## OBJETIVO
Reproduza fielmente, do texto sobre a nossa realidade, o trecho que vai de "Em alguns momentos" até "deparo sorrindo sozinho.".

A nossa realidade

Sérgio Ricardo Araújo Rodrigues
Advogado e Professor Universitário

Publicado em: 05/07/2024 03:00 Atualizado em: 05/07/2024 07:29

Em algumas caminhadas que faço corriqueiramente, enquanto vou e volto do trabalho, que para mim são tão preciosas, me deparo pensando sobre as belezas e dificuldades de minha vida na essência de sua realidade.

Em alguns momentos tenho que tomar decisões difíceis ou suportar fatos que, por alguns instantes parecem ser insuportáveis e que preferiria estar fora da realidade, mas não ajudaria a viver e aprender com a vida.

Em outros momentos lembro de cada cena que me trouxe alegria e gozo e me deparo sorrindo sozinho.

Lembro de uma cena emblemática do filme Matrix, onde é oferecida ao personagem duas pílulas, uma da realidade e outra de um mundo virtual inexistente, criado pela tecnologia, sendo o mundo virtual mais aprazível que o real.

No ensaio O mal-estar na cultura o criador da psicanálise, Sigmund Freud, traz uma reflexão sobre a dificuldade de alcançar a harmonia entre a felicidade e as demandas do dia a dia.

O autor defendia que “é impossível enfrentar a realidade o tempo todo sem nenhum mecanismo de fuga” e, segundo ele, existem três caminhos de compensação adotados pelo indivíduo, como forma de aliviar o sofrimento causado por esse conflito, que são: distrações, satisfações substitutivas e entorpecentes.

O ser humano, desde a antiguidade, sempre buscou formas de escape da realidade. Hoje, além das bebidas e drogas, desenvolvemos novas formas de entorpecer a nossa mente através do aparato tecnológico.

Mas do que queremos escapar? Da dor? Do sofrimento? Da nossa vida miserável? Ou de nós mesmos?

## DADOS EXIBIDOS
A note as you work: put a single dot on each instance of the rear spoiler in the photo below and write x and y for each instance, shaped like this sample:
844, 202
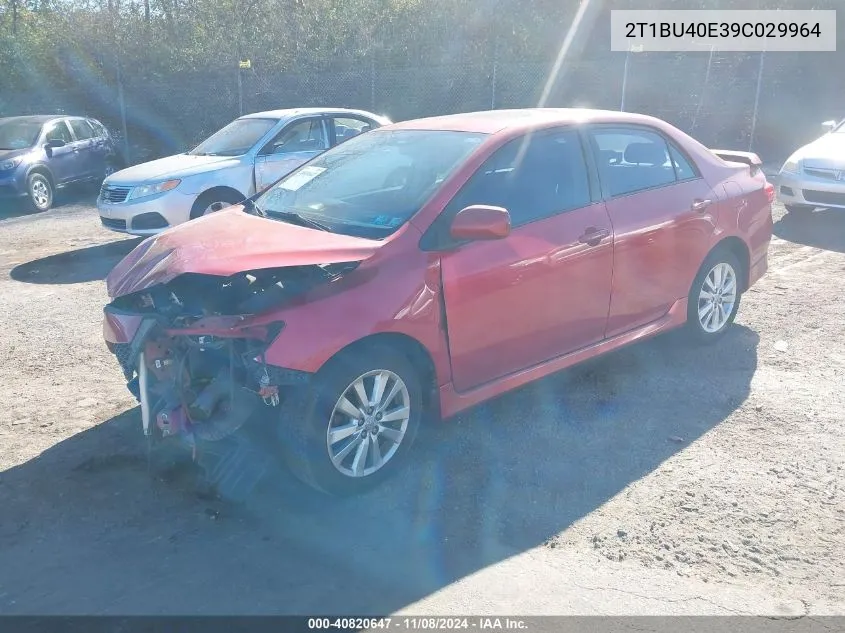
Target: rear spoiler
748, 158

## SOLUÇÃO COMPLETA
Em alguns momentos tenho que tomar decisões difíceis ou suportar fatos que, por alguns instantes parecem ser insuportáveis e que preferiria estar fora da realidade, mas não ajudaria a viver e aprender com a vida.

Em outros momentos lembro de cada cena que me trouxe alegria e gozo e me deparo sorrindo sozinho.